┌─ Texte extrait
Le père refuse que s’installe un climat lourd, il est tout à sa joie, et son désir d’y voir entrer son fils est pressant ! Il aspire à lui faire comprendre combien lui, le père, tient, et a besoin, lui aussi, de cette relation : - "Vite"dira-t-il !

Il court encore, ne se tempère ni ne tempère l’urgence qu’il ressent à devoir faire les gestes servant à affermir la relation qui vient de se rétablir, car à imaginer comment les choses pourrait tourner : le fils à jamais perdu dans sa culpabilité, dans son besoin de mériter, perdu pour lui-même et pour le père, il y a effectivement urgence. Néanmoins, c’est aux serviteurs qu’il parle, et si le fils est implicitement invité à entrer dans cette joie, il sait qu’on ne force personne à se réjouir… et c’est avec tact qu’il se tourne vers les serviteurs, laissant à son fils le temps d’intégrer, d’atterrir…

Vite sortez le plus beau vêtement (litt. le premier) et habillez-le, donnez un anneau dans sa main, et des sandales pour ses pieds

Le "premier" vêtement : symbole de respect de soi, de dignité
Un anneau : symbole d’autorité et d’identité
Des sandales : symbole de liberté (les esclaves marchaient pieds nus)
└─
┌─ Extrait du jeu
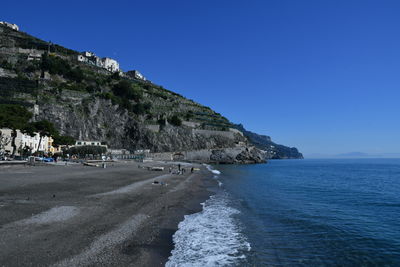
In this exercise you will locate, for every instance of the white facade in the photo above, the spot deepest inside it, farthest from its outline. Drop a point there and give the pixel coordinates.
(10, 25)
(106, 63)
(88, 143)
(88, 54)
(82, 58)
(23, 140)
(110, 64)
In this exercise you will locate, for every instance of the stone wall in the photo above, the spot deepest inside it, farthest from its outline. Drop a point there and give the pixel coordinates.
(209, 133)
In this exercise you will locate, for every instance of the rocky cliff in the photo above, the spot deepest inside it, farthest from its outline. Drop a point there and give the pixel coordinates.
(91, 103)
└─
Consigne écrite:
Selon le commentaire sur l'accueil du fils par son père, pourquoi le père parle-t-il aux serviteurs plutôt qu'à son fils ? Répondez en une à trois phrases.

Réponse au problème:
Le père sait qu'on ne force personne à se réjouir. Même si le fils est implicitement invité à entrer dans cette joie, le père se tourne avec tact vers les serviteurs. Il laisse ainsi à son fils le temps d'intégrer, d'atterrir.